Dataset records
------------------------------------------------------------

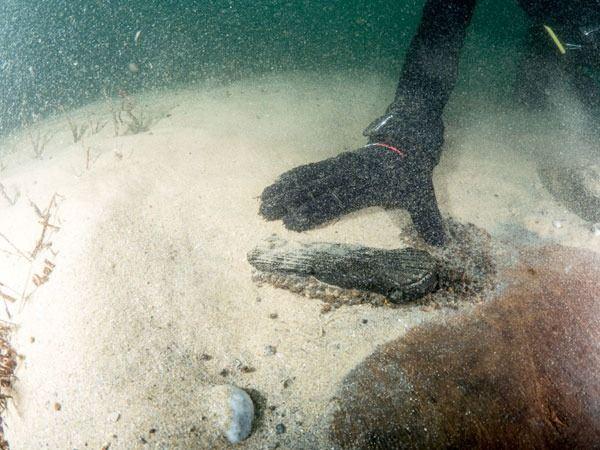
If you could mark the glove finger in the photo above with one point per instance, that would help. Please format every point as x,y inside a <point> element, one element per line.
<point>316,212</point>
<point>300,186</point>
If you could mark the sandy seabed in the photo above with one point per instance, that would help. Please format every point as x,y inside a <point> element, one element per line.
<point>126,257</point>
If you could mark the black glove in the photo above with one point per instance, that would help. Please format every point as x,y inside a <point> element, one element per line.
<point>394,171</point>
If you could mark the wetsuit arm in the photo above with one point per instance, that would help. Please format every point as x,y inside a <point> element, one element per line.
<point>431,64</point>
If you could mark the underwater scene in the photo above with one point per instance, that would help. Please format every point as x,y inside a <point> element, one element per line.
<point>299,224</point>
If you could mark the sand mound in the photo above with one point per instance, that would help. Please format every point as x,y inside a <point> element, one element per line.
<point>132,293</point>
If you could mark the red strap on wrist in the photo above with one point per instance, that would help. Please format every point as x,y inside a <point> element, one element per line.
<point>389,147</point>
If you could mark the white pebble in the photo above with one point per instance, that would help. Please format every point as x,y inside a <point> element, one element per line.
<point>232,410</point>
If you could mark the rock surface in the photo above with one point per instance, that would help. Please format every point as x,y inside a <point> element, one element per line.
<point>231,410</point>
<point>399,274</point>
<point>522,371</point>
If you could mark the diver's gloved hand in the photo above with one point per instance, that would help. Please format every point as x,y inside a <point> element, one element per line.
<point>393,170</point>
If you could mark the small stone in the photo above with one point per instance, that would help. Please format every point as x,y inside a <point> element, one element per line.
<point>232,411</point>
<point>270,350</point>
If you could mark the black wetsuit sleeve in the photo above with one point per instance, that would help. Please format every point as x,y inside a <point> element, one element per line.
<point>431,63</point>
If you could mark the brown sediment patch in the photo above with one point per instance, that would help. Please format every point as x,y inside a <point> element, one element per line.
<point>8,364</point>
<point>522,371</point>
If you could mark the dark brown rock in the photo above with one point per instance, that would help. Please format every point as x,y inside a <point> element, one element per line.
<point>522,371</point>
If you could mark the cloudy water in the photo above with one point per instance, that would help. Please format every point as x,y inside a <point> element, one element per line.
<point>187,262</point>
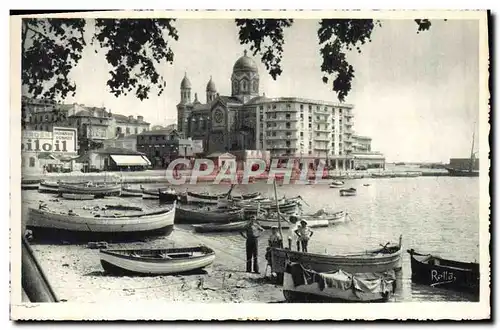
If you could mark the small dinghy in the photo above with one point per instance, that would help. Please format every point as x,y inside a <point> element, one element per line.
<point>337,184</point>
<point>78,197</point>
<point>168,196</point>
<point>128,191</point>
<point>437,272</point>
<point>220,227</point>
<point>348,192</point>
<point>156,261</point>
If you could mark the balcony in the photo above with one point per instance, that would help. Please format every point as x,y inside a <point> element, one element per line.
<point>281,137</point>
<point>283,129</point>
<point>281,119</point>
<point>323,130</point>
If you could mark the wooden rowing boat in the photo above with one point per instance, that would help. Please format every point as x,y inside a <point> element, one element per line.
<point>168,196</point>
<point>205,215</point>
<point>69,225</point>
<point>128,191</point>
<point>28,184</point>
<point>374,261</point>
<point>336,184</point>
<point>203,198</point>
<point>311,223</point>
<point>348,192</point>
<point>220,227</point>
<point>156,261</point>
<point>434,271</point>
<point>78,197</point>
<point>96,189</point>
<point>49,187</point>
<point>150,194</point>
<point>301,284</point>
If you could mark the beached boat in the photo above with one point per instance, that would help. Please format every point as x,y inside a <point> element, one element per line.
<point>48,187</point>
<point>168,196</point>
<point>348,192</point>
<point>303,284</point>
<point>372,261</point>
<point>156,261</point>
<point>128,191</point>
<point>78,197</point>
<point>150,194</point>
<point>336,184</point>
<point>213,198</point>
<point>206,215</point>
<point>28,184</point>
<point>91,188</point>
<point>443,273</point>
<point>220,227</point>
<point>312,223</point>
<point>70,225</point>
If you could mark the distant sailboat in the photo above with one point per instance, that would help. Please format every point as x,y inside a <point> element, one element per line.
<point>470,172</point>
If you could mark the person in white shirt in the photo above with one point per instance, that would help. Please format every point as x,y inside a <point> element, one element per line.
<point>292,236</point>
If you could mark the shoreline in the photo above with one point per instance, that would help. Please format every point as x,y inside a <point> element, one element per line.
<point>76,275</point>
<point>154,176</point>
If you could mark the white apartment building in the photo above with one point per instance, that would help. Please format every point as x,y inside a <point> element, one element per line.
<point>305,128</point>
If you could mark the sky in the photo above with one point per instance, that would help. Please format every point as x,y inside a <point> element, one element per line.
<point>416,95</point>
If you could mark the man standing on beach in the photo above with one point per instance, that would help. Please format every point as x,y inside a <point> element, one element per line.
<point>294,225</point>
<point>252,233</point>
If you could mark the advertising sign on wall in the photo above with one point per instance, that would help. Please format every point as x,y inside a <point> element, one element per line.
<point>61,139</point>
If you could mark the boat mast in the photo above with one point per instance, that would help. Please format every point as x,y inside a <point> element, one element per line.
<point>472,153</point>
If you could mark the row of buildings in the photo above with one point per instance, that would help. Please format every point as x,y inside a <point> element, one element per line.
<point>244,125</point>
<point>287,127</point>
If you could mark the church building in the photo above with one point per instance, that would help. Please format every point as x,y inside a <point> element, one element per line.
<point>284,126</point>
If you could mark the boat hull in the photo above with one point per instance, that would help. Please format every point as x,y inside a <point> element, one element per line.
<point>448,274</point>
<point>462,173</point>
<point>369,262</point>
<point>188,216</point>
<point>268,224</point>
<point>47,187</point>
<point>348,289</point>
<point>217,228</point>
<point>167,197</point>
<point>73,227</point>
<point>122,264</point>
<point>110,190</point>
<point>78,197</point>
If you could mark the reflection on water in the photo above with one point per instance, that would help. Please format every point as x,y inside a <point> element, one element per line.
<point>438,215</point>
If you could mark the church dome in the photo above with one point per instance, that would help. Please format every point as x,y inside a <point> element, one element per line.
<point>245,63</point>
<point>211,86</point>
<point>185,83</point>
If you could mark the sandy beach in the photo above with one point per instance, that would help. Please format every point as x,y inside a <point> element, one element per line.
<point>76,275</point>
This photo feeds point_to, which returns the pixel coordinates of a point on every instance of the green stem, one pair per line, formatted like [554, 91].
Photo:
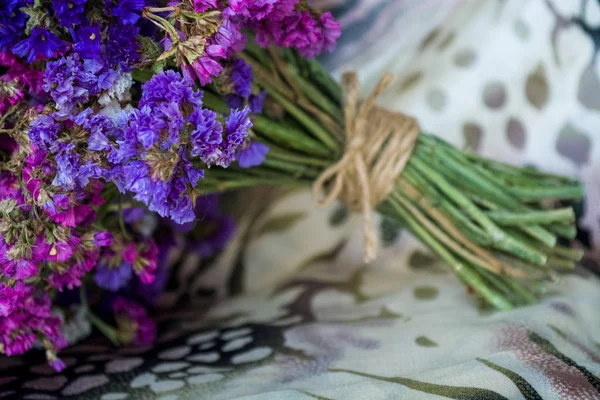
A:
[309, 123]
[462, 270]
[561, 215]
[107, 330]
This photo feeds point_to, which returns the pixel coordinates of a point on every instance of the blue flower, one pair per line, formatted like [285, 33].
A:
[41, 44]
[241, 76]
[122, 46]
[253, 155]
[113, 279]
[87, 41]
[69, 12]
[43, 132]
[12, 23]
[68, 83]
[128, 11]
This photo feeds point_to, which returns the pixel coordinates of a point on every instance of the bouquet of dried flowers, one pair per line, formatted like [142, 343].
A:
[120, 119]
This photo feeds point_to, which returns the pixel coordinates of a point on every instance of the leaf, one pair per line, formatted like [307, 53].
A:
[281, 223]
[424, 341]
[390, 231]
[167, 54]
[426, 292]
[528, 392]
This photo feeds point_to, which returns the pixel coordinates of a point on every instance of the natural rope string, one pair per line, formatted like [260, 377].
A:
[378, 145]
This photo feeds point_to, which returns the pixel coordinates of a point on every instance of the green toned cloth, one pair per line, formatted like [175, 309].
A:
[290, 311]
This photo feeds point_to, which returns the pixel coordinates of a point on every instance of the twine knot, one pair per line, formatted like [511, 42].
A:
[378, 146]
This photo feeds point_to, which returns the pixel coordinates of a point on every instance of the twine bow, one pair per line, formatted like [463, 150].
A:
[379, 143]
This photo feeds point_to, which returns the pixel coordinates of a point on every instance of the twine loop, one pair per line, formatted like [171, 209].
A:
[379, 143]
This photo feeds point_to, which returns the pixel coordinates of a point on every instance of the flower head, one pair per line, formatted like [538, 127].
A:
[69, 12]
[86, 41]
[41, 44]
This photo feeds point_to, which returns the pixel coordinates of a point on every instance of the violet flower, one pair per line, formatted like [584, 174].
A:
[41, 44]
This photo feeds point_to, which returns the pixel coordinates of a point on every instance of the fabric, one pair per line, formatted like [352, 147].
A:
[290, 311]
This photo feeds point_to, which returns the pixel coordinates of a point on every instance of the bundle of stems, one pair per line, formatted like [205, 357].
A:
[496, 225]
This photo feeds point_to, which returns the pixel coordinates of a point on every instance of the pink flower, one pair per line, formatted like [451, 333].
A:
[203, 5]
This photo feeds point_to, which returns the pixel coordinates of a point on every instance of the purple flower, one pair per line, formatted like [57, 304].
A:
[128, 11]
[113, 278]
[122, 46]
[255, 9]
[205, 68]
[57, 364]
[103, 239]
[87, 41]
[203, 5]
[44, 131]
[69, 83]
[252, 155]
[41, 44]
[241, 75]
[69, 12]
[12, 23]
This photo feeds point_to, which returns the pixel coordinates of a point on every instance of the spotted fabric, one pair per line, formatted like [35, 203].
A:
[290, 312]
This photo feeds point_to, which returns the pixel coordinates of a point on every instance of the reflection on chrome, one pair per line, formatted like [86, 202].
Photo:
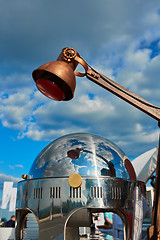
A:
[61, 209]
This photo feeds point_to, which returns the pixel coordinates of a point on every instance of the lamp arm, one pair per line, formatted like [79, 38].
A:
[123, 93]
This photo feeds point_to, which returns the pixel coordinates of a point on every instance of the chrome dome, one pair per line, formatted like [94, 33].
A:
[86, 154]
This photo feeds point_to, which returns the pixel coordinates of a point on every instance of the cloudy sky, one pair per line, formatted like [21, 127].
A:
[120, 38]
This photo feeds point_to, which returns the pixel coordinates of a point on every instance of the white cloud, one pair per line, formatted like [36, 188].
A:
[112, 43]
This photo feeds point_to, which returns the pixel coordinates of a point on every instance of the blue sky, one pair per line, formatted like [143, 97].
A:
[121, 39]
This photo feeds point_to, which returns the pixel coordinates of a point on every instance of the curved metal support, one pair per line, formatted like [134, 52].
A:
[124, 94]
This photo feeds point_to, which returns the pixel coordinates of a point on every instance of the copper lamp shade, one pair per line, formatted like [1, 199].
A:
[55, 80]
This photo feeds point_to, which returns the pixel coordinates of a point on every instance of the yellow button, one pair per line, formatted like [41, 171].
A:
[75, 180]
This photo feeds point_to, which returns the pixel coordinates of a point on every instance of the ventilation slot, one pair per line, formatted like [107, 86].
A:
[96, 192]
[55, 192]
[37, 193]
[116, 193]
[75, 192]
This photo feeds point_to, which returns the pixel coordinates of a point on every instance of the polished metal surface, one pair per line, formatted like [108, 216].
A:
[61, 209]
[53, 160]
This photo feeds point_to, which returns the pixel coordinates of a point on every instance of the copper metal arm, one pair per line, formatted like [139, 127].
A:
[124, 94]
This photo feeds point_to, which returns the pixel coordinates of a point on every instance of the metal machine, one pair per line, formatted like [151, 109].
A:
[74, 177]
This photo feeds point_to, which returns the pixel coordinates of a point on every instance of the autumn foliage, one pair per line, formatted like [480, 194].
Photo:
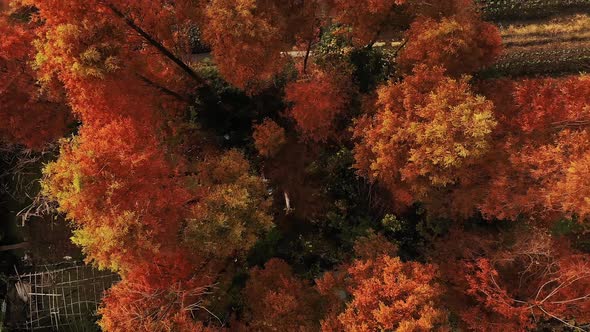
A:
[437, 127]
[459, 44]
[316, 103]
[269, 138]
[304, 178]
[278, 301]
[379, 291]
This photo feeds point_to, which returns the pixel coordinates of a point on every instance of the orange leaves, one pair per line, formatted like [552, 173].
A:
[277, 301]
[427, 130]
[247, 40]
[138, 304]
[269, 138]
[232, 210]
[461, 44]
[366, 18]
[385, 293]
[317, 103]
[29, 115]
[536, 277]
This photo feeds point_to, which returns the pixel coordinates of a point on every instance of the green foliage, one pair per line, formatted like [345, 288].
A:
[332, 49]
[372, 67]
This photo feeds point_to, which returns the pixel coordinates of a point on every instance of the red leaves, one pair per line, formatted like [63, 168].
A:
[277, 301]
[460, 44]
[317, 102]
[366, 17]
[385, 293]
[30, 116]
[269, 138]
[427, 131]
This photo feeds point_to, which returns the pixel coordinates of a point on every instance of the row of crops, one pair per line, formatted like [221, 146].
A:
[523, 9]
[543, 62]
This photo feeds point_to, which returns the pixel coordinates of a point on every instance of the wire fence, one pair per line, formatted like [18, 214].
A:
[58, 297]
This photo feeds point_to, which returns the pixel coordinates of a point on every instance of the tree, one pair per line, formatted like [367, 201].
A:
[231, 211]
[157, 297]
[277, 301]
[384, 293]
[460, 44]
[536, 278]
[426, 132]
[269, 138]
[30, 116]
[316, 103]
[366, 18]
[543, 122]
[249, 38]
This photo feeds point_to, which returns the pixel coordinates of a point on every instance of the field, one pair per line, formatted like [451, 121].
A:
[554, 46]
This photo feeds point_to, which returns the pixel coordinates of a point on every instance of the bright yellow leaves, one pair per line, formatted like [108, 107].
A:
[427, 130]
[269, 138]
[81, 49]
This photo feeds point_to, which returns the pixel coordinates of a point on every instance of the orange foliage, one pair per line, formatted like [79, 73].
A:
[156, 297]
[277, 301]
[534, 278]
[366, 18]
[29, 115]
[269, 138]
[546, 139]
[317, 102]
[248, 37]
[427, 131]
[384, 293]
[460, 44]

------------------------------------------------------------

Look through the data above for the string "yellow" and copy every line where it appears.

## Output of the exercise
This photo feeds point_to, which returns the pixel coordinates of a point on every instance of the yellow button, one pair per line, formatted like [41, 171].
This photo feeds point_to, which returns the pixel coordinates of a point on every instance of the bright yellow leaves, one pair per line, formatted like [108, 107].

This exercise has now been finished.